**Records provided:**
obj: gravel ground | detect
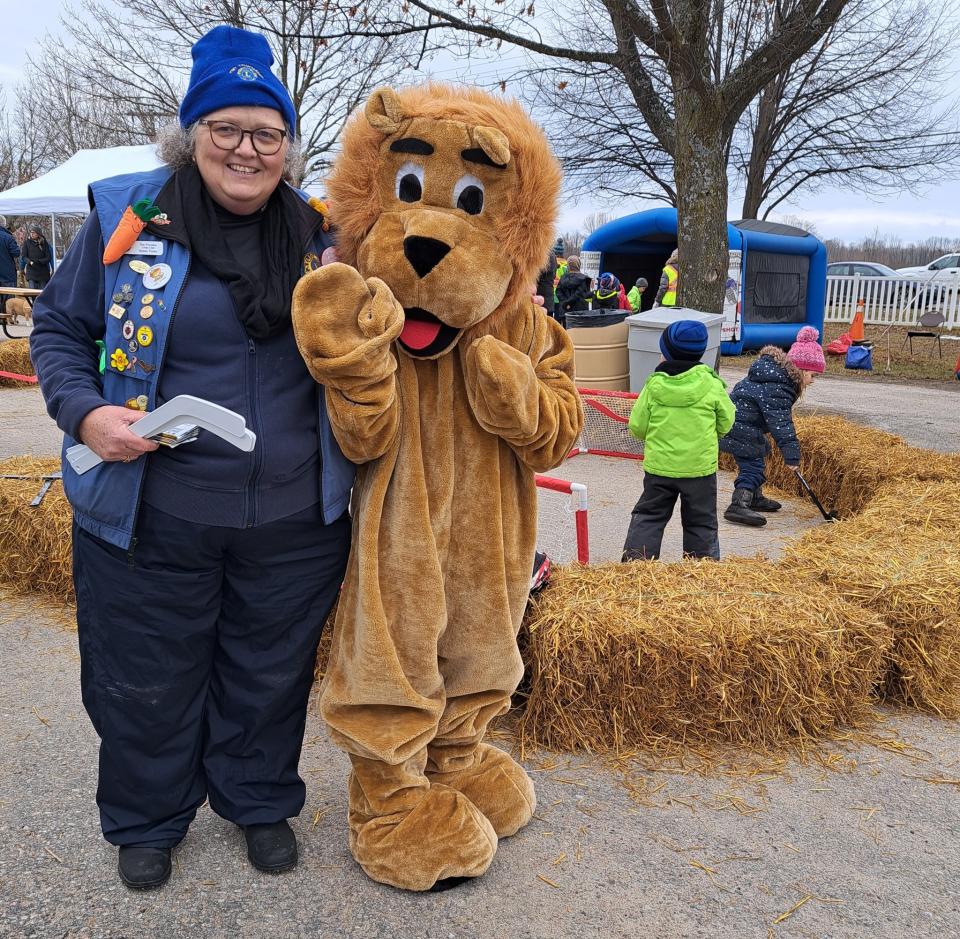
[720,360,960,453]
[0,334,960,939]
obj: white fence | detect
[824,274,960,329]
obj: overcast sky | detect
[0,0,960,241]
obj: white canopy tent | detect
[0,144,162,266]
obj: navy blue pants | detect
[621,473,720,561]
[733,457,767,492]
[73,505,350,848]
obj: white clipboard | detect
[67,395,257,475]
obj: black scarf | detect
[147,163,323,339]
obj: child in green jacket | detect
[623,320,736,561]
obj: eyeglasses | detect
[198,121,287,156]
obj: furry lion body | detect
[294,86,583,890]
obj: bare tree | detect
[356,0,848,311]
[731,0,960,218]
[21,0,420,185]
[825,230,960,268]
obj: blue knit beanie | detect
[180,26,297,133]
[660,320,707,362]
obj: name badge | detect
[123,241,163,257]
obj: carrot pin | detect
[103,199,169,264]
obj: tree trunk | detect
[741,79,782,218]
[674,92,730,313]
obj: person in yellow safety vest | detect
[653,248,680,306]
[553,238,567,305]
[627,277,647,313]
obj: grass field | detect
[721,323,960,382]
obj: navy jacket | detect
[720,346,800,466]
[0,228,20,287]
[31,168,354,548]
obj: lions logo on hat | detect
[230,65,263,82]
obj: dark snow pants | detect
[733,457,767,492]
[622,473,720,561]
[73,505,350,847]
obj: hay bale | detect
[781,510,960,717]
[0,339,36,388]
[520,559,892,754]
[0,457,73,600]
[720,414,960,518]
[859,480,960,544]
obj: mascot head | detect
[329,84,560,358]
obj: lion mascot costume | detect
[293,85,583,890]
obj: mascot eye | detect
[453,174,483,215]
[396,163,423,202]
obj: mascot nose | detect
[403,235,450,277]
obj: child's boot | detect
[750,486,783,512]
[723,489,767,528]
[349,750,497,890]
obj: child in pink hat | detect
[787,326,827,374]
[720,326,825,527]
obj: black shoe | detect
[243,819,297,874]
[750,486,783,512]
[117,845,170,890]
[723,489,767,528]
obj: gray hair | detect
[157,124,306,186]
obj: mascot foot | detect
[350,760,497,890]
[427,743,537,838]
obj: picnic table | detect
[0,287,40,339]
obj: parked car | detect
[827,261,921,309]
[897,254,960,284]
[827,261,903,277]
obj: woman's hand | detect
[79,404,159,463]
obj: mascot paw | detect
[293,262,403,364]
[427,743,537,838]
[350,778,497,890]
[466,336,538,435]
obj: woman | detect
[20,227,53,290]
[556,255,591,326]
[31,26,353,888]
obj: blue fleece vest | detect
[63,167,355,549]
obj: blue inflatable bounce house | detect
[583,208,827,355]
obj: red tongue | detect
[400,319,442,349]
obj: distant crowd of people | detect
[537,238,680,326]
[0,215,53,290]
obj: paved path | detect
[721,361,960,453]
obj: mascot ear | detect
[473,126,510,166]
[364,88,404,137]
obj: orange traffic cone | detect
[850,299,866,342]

**Problem requirements:** Copy every entry above word for word, leaving out the picture.

**Finished answer:**
obj: gravel ground | detect
[720,360,960,453]
[0,334,960,939]
obj: white fence | detect
[824,274,960,329]
obj: overcast sky | detect
[0,0,960,241]
obj: white canopy tent | detect
[0,144,162,266]
obj: navy blue pants | detect
[621,473,720,561]
[733,457,767,492]
[73,505,350,848]
obj: white clipboard | detect
[67,395,257,475]
obj: black scarf | detect
[147,163,323,339]
obj: child in green jacket | detect
[623,320,736,561]
obj: eyeglasses | detect
[198,121,287,156]
obj: furry lion body | detect
[294,86,583,890]
obj: bare tree | detect
[356,0,848,311]
[731,0,960,218]
[21,0,420,185]
[825,230,960,268]
obj: blue knit beanie | detect
[180,26,297,133]
[660,320,707,362]
obj: name badge | detect
[123,241,163,257]
obj: carrot pin | detect
[103,199,169,264]
obj: tree trunk | detect
[741,79,782,218]
[674,92,730,313]
obj: person in yellow safety vest | detect
[653,248,680,306]
[553,238,567,305]
[627,277,647,313]
obj: grass field | detect
[721,323,960,382]
obj: navy jacket | detect
[720,346,800,466]
[0,228,20,287]
[31,168,354,548]
obj: lions logo on hat | detect
[230,65,263,82]
obj: dark snow pants | detect
[733,457,767,492]
[622,473,720,561]
[73,505,350,847]
obj: hay bale | detect
[781,510,960,717]
[0,339,36,388]
[520,559,892,754]
[0,457,73,600]
[720,414,960,518]
[859,480,960,544]
obj: mascot head | detect
[329,84,560,358]
obj: lion mascot costume | detect
[293,85,583,890]
obj: mascot eye | detect
[453,174,483,215]
[396,163,423,202]
obj: mascot nose | detect
[403,235,450,277]
obj: child's boot | detect
[750,486,783,512]
[723,489,767,528]
[349,750,497,890]
obj: child in pink hat | detect
[787,326,827,374]
[720,326,825,527]
obj: black shoe | detect
[243,819,297,874]
[750,486,783,512]
[117,845,170,890]
[723,489,767,528]
obj: gray hair | detect
[157,124,306,186]
obj: mascot foot | detect
[350,760,497,890]
[427,743,537,838]
obj: picnic table | detect
[0,287,40,339]
obj: parked car | detect
[827,261,921,309]
[897,254,960,284]
[827,261,903,277]
obj: woman's hand | detect
[79,404,159,463]
obj: mascot paw | detect
[293,262,403,364]
[427,743,537,838]
[350,778,497,890]
[466,336,538,435]
obj: woman | detect
[20,227,53,290]
[556,255,591,326]
[31,26,353,888]
obj: blue fleece vest | detect
[63,167,355,549]
obj: blue inflatable bounce house | detect
[583,208,827,355]
obj: red tongue | detect
[400,319,442,349]
obj: distant crowd of people | detect
[537,238,680,326]
[0,215,53,290]
obj: paved path | detect
[721,361,960,453]
obj: mascot ear | detect
[473,126,510,166]
[364,88,404,137]
obj: orange traffic cone | detect
[850,299,866,342]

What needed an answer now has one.